▶ [Hilo del foro]
# noch zwei und eine dreiviertel Stunde



## gvergara

Hola de nuevo:

No logro comprender a cuánto tiempo se refiere el narrador. Contexto: El narrador está entrando en desesperación porque tiene tiempo que matar. Ha inventado muchas actividades, pero ahora ya no sabe qué más hacer para pasar el tiempo. _Stunde _aparece en singular.
_
..., und nach der anschließenden Übertragung meiner vorläufigen Reparaturzettelbuchführung in das gekaufte Heft inklusive dem zusätzlichen Verbuchen für ebendieses Heft [...] war ich fix und fertig mit allem, gab es absolut nichts mehr zu tun, nicht einmal mehr vorgeschobene Ersatzhandlungen zu verrichten, dabei waren es noch* zwei und eine dreiviertel Stunde* bis zur Abfahrt nach Köln,..._
*De "Magical Mystery" de Sven Regener*

Gracias de antemano,

Gonzalo


----------



## susanainboqueixon

... aún quedaron dos horas y 45 minutos (tres cuartos) hasta la salida del tren a Colonia...

▶ [Instrucciones de tareas]
1. Explica en una a tres oraciones por qué, según el hilo del foro, el narrador está entrando en desesperación.
2. Prosigue el hilo del foro sobre la expresión alemana «zwei und eine dreiviertel Stunde» a partir del punto en que termina.

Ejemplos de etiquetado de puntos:
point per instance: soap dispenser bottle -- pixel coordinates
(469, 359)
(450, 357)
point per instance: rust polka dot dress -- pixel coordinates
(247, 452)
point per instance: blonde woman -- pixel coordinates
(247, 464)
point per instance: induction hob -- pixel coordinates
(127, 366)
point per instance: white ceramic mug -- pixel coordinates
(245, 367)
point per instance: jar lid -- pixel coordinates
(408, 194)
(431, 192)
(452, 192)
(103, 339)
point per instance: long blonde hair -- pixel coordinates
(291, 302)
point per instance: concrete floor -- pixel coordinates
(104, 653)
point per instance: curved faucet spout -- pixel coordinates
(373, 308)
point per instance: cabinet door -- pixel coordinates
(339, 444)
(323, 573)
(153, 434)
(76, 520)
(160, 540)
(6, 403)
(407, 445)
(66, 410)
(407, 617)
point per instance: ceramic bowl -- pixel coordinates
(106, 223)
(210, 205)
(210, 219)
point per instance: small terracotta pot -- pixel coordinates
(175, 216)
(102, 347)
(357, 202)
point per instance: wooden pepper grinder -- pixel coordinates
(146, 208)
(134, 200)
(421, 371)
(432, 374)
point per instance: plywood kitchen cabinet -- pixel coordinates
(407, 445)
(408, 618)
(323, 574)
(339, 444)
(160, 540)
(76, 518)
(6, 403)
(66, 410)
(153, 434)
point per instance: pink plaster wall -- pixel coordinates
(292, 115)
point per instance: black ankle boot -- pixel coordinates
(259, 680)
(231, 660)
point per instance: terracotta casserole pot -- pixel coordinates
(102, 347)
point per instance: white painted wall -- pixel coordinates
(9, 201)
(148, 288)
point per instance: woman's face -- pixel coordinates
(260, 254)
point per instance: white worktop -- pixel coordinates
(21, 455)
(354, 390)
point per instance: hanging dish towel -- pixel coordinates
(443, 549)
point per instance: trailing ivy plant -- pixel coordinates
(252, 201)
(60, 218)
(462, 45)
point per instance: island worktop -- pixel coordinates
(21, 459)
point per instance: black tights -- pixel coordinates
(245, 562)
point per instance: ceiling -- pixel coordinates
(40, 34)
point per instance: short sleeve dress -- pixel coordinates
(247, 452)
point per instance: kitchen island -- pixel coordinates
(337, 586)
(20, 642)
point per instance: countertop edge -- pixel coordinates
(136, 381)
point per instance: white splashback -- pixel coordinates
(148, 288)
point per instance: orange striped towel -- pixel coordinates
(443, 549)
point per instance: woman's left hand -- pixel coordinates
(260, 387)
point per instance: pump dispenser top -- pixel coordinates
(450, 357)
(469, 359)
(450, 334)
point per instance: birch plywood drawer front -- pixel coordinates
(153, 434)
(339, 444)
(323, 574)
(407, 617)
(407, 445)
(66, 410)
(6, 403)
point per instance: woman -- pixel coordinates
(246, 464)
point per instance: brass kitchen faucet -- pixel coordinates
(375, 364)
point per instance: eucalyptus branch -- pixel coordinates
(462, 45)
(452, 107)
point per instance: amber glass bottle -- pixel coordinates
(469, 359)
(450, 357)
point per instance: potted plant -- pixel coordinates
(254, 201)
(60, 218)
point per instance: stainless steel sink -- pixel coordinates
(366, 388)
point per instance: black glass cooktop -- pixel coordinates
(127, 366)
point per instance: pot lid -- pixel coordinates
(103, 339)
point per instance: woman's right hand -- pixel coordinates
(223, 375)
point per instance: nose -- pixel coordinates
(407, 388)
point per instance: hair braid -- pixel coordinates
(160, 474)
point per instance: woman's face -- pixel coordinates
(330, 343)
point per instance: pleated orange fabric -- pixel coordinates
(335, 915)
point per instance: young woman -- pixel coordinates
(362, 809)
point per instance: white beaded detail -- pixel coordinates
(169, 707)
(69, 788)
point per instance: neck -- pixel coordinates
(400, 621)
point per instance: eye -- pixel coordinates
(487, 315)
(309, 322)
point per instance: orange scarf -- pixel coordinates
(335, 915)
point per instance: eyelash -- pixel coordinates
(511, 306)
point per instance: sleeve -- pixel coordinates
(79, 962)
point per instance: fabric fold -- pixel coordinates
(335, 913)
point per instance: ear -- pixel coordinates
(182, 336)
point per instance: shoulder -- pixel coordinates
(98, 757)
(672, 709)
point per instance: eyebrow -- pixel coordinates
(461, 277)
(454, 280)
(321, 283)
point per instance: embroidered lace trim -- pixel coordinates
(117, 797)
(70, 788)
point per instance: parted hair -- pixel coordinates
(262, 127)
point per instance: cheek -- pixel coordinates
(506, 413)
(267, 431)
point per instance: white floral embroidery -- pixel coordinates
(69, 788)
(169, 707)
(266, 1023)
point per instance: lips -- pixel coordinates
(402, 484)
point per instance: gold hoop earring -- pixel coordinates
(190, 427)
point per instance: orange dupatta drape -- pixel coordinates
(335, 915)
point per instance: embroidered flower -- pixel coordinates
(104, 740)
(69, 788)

▶ [Respuestas a tareas]
1. El narrador está entrando en desesperación porque tiene tiempo que matar. Ya ha inventado muchas actividades y no sabe qué más hacer para pasar el tiempo.

2.
Un saludo,
Susana


----------



## Tonerl

*zwei und eine dreiviertel Stunde
zweidreiviertel Stunden*
dos y tres cuartos de hora 

Saludos


----------



## gvergara

Tonerl said:


> *zwei und eine dreiviertel Stunde
> zweidreiviertel Stunden*
> dos y tres cuartos de hora
> 
> Saludos


Gracias a ambos. 
¿También se puede decir de esta manera entonces? *zweidreiviertel Stunden*


----------



## Tonerl

gvergara said:


> ¿También se puede decir de esta manera entonces? *zweidreiviertel Stunden*



*Sí !*

zwei und eine dreiviertel Stunde
zweidreiviertel Stunden 
*165 Minuten*

Saludos


----------



## Alemanita

Tonerl said:


> *Sí !*
> 
> zwei und eine dreiviertel Stunde
> zweidreiviertel Stunden
> *165 Minuten*
> 
> Saludos



*¡No!*

Al menos en el lenguaje hablado hay que tener cuidado.
Si digo que hoy he trabajado _zweidreiviertelstunden _puede significar dos cosas:
1) he trabajado dos horas y tres cuartos
2) he trabajado dos veces tres cuartos de hora, en total una hora y media (las clases suelen ser de tres cuartos de hora)

Ver este enlace: https://www.uni-potsdam.de/fileadmin01/projects/dspdg/Publikationen/WieseWiese1998.pdf
*„Zwei Dreiviertelstunden sind kürzer als zwei drei Viertel Stunden.“*


----------



## kunvla

... aún quedaban dos horas y tres cuartos hasta la salida del tren a Colonia, ...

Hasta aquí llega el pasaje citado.